# GIVEN TEXT

--- begin ---

N. Volovik N. Leonova The law “On the stock market”: key novations and possible impact on the market The necessity to introduce serious changes in the law “On the stock market,” enacted yet in 1996, has been obvious for a long time. However, the amendments, similarly to the law itself in the mid-1990s, were approved as a result of a complicated process. Federal law No. 185 FZ “On amendments to the federal law ‘On the stock market’ and amendments to the federal law “On not-for-profit organizations’” was approved only on December 28, 2002, after long debates in the State Duma and the professional community, the initial approval of the State Duma and the Federation Council vetoed by the RF President, and introduction of new amendments. Below there are analyzed the principal amendments to the law “On the stock market” (hereinafter referred to as the law) and possible practical consequences.

--- end ---

[Dataset excerpt]

--- begin ---

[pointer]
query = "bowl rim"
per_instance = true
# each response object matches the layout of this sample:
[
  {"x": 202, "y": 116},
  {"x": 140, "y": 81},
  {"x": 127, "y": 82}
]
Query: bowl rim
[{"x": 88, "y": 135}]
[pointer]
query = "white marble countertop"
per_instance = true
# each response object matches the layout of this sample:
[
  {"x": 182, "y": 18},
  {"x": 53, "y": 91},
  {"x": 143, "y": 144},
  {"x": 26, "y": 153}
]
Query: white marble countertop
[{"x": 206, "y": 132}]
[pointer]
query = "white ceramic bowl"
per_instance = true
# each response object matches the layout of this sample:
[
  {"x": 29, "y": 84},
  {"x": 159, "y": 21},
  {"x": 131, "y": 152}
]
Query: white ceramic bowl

--- end ---

# PROBLEMS AND TASKS
1 > Reproduce the part of the stock market law passage that opens with the words containing "N. Volovik N." and closes with "possible practical consequences.".
2 > Write what comes next in the stock market law passage, starting after its final sentence.
This material is separate from the stock market law passage.

# PER-TASK ANSWERS
1 >
N. Volovik N. Leonova The law “On the stock market”: key novations and possible impact on the market The necessity to introduce serious changes in the law “On the stock market,” enacted yet in 1996, has been obvious for a long time. However, the amendments, similarly to the law itself in the mid-1990s, were approved as a result of a complicated process. Federal law No. 185 FZ “On amendments to the federal law ‘On the stock market’ and amendments to the federal law “On not-for-profit organizations’” was approved only on December 28, 2002, after long debates in the State Duma and the professional community, the initial approval of the State Duma and the Federation Council vetoed by the RF President, and introduction of new amendments. Below there are analyzed the principal amendments to the law “On the stock market” (hereinafter referred to as the law) and possible practical consequences.

2 >
1) The amendments removed certain contradictions between the law and other regulatory and legal acts of the RF. For instance, the federal law “On joint stock companies” sets forth that shares in joint stock companies shall be registered stocks, the previous version of the law stipulated that shares may be both registered and bearer securities. The amendments eliminate this contradiction and therefore bring the law in conformity with the federal law “On joint stock companies.” At the same time, certain amendments affect the competence of the Civil Code and special laws regulating operations of joint stock and other companies, what is unacceptable from the viewpoint of the legislative technology. For instance, Article 17 of the law stipulates the procedure governing the corporate decision making process as concerns the issuance of securities. Article 2 (the definition of bonds, definition of shares as bearer securities) also overlaps the respective provisions of the Civil Code and the RF law “On joint stock companies.” The law also fails to remove more fundamental contradictions, for instance, to the provisions of the RF Civil Code (as concerns documentary securities, the definition of “public placement of securities,” borrowing and pledge of securities, etc)8.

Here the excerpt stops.